Фаюмские портреты говорят именно о такой ране и именно таким способом. Нарисованные лица тоже дефектны, но оттого они еще дороже, чем лица живых людей, сидевших в мастерской художника и вдыхавших запах растопленного воска. Дефектны – потому что со всей очевидностью рукотворны. А дороже – потому что взгляд изображенного человека полностью сосредоточен на жизни, которую этот человек однажды утратит – и знает об этом.

Вот так они смотрят на нас, фаюмские портреты, – как все то, чего не хватает нашему с вами столетию.

3. Пьеро делла Франческа

(ок. 1415–1492)

Прочитав «Жизнь Галилея» Брехта, я задумался о проблеме отношений ученого и общества и невольно поразился, насколько она отличается от схожей, казалось бы, проблемы отношений общества и художника. Ученый может либо раскрыть, либо скрыть факты, подтверждающие его новую гипотезу и приближающие нас к истине. Если ему приходится отстаивать свои взгляды, он делает это, опираясь на объективные данные. Для художника истина – всегда переменная величина. Он имеет дело лишь с одним специфическим ее вариантом, специфическим способом ви?дения, который сам же и избрал. У художника нет иной опоры, кроме собственных решений.

Именно этот элемент произвольности, субъективности и смущает нас, когда мы пытаемся проследить за ходом мысли художника, понять логику его рассуждений. Точно так же, как и при взгляде на дерево, при оценке произведения искусства нам обычно доступна только часть целого: корни скрыты под землей. В наше время на этом элементе тайны многие спекулируют: современные работы часто оказываются полностью «подземными». Поэтому так полезно и отрадно смотреть на произведения художника, который, пожалуй, меньше, чем кто-либо другой за всю историю искусства, что-то скрывал: Пьеро делла Франческа.

Беренсон воздает хвалу «нериторичности» его полотен: «В длительной перспективе наилучшими оказываются творения, подобные картинам Пьеро и Сезанна: нериторичные, безмолвные, не требующие немедленного отклика, не ставящие задачу воспламенить нас взглядом или жестом».

**ПРЕДОСТАВЛЕННЫЕ ДАННЫЕ**
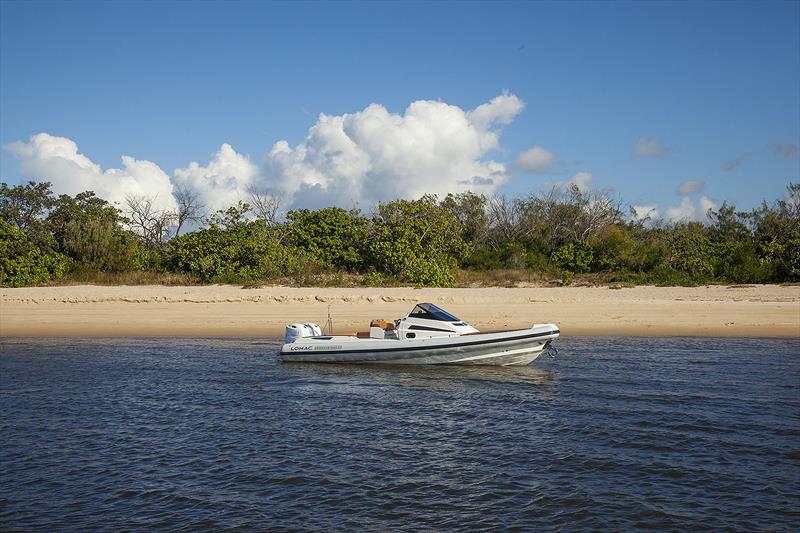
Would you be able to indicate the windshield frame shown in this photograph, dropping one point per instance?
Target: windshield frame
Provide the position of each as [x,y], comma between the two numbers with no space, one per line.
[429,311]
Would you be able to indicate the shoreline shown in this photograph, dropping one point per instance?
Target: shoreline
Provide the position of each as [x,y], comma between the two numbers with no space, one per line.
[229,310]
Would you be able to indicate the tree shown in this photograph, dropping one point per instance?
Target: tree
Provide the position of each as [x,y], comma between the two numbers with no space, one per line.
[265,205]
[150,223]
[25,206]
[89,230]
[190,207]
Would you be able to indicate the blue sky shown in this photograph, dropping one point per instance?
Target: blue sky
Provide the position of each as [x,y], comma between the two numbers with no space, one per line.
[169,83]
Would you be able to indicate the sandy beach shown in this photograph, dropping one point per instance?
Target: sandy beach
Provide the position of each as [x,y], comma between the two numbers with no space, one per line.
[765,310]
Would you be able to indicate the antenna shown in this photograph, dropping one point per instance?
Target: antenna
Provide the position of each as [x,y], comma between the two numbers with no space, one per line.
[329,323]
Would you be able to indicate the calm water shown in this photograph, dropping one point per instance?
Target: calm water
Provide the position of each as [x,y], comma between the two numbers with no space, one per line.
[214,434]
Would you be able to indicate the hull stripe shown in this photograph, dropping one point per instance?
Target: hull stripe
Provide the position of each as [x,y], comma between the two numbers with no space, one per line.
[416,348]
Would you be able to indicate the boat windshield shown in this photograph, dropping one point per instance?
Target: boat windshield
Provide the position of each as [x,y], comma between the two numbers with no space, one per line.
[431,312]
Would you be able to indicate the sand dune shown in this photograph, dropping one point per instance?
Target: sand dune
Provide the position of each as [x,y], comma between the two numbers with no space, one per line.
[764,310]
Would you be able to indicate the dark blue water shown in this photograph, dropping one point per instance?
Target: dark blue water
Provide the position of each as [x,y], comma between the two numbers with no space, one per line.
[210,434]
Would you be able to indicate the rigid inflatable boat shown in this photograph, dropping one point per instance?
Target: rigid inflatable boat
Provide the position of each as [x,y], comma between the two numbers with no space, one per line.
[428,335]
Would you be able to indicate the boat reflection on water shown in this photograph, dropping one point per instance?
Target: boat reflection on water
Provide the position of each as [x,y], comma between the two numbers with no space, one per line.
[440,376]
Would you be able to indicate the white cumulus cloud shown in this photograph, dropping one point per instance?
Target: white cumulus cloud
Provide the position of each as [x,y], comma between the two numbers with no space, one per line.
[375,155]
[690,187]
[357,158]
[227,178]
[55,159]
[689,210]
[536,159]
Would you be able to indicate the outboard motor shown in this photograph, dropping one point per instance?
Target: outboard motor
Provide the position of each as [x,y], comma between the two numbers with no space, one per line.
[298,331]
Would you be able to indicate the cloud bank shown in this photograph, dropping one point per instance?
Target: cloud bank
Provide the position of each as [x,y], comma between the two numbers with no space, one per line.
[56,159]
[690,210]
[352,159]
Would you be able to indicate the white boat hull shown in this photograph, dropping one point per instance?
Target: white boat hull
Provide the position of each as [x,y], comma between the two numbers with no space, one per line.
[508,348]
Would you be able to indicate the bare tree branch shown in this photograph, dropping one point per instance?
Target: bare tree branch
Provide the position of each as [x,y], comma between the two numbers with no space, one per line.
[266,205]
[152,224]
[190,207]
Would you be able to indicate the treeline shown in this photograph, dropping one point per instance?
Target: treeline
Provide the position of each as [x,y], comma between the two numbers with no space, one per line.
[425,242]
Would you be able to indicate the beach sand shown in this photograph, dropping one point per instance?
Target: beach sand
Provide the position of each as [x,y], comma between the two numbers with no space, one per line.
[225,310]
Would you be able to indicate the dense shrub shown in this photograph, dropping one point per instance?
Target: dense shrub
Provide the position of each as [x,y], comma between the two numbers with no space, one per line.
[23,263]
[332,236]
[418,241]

...

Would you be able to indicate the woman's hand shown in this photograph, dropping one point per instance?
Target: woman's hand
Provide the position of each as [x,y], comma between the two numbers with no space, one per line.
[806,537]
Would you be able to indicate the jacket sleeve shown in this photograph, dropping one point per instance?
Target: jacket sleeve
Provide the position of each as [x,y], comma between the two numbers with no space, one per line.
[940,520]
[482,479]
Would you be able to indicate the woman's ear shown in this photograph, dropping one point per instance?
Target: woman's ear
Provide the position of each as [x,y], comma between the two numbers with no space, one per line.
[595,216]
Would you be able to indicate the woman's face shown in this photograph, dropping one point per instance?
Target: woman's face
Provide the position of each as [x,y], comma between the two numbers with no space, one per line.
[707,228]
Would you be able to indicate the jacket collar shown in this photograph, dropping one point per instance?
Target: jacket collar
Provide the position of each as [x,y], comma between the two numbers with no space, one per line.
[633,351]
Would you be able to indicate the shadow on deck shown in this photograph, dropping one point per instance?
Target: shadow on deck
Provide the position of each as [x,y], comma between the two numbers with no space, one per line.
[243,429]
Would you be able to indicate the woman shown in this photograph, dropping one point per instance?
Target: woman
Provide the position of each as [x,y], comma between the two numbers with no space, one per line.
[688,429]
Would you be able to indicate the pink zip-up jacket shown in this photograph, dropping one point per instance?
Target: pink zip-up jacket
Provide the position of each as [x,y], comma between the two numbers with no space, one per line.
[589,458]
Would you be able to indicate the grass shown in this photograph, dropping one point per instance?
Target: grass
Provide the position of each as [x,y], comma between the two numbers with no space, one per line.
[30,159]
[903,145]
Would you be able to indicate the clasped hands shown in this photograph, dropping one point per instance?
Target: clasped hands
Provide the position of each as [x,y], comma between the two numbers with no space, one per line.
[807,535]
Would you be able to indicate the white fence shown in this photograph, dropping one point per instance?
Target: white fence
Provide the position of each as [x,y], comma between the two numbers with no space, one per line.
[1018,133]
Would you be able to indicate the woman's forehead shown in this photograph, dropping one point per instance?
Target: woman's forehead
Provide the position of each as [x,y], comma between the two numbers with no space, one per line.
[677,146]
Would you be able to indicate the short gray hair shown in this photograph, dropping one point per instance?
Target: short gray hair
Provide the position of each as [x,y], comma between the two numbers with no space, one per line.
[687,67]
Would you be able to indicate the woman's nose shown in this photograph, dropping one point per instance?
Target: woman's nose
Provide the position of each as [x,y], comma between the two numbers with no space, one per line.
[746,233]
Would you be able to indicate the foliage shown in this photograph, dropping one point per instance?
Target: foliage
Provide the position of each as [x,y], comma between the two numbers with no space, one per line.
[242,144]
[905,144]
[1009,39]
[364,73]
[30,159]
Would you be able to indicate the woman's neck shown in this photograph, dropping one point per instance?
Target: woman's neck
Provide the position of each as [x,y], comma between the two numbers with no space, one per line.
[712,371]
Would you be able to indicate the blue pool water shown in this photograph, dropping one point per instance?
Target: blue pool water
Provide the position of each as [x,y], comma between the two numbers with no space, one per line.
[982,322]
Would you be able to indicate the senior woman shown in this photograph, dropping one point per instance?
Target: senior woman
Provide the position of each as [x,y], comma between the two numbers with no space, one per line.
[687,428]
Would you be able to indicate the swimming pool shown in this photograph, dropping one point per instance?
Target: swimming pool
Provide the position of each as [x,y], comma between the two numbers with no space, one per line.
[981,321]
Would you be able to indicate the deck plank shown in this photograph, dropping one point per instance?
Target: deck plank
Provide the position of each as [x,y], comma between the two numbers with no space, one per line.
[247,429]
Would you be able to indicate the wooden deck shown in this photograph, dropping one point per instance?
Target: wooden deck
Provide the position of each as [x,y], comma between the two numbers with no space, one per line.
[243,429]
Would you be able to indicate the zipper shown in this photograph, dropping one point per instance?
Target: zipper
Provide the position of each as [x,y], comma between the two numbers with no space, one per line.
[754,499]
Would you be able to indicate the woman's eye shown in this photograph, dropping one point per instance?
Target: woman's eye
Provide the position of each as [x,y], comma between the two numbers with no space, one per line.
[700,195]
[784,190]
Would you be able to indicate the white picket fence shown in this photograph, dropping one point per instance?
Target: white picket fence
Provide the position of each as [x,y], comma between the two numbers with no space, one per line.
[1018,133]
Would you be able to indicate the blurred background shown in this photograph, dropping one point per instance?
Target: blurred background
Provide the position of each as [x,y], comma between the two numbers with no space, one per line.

**ЗАДАНИЯ**
1. Перепишите дословно фрагмент исходного текста, начиная со слов «Именно этот элемент» и продолжая вплоть до слов «Пьеро делла Франческа.».
2. Пожалуйста, отберите все строки, где встречается слово «zipper», и выпишите их целиком.
Исходный текст и строки — два отдельных материала, никак не связанных друг с другом.

**ОТВЕТЫ К ЗАДАНИЯМ**
1.
Именно этот элемент произвольности, субъективности и смущает нас, когда мы пытаемся проследить за ходом мысли художника, понять логику его рассуждений. Точно так же, как и при взгляде на дерево, при оценке произведения искусства нам обычно доступна только часть целого: корни скрыты под землей. В наше время на этом элементе тайны многие спекулируют: современные работы часто оказываются полностью «подземными». Поэтому так полезно и отрадно смотреть на произведения художника, который, пожалуй, меньше, чем кто-либо другой за всю историю искусства, что-то скрывал: Пьеро делла Франческа.

2.
Would you be able to indicate the zipper shown in this photograph, dropping one point per instance?
Target: zipper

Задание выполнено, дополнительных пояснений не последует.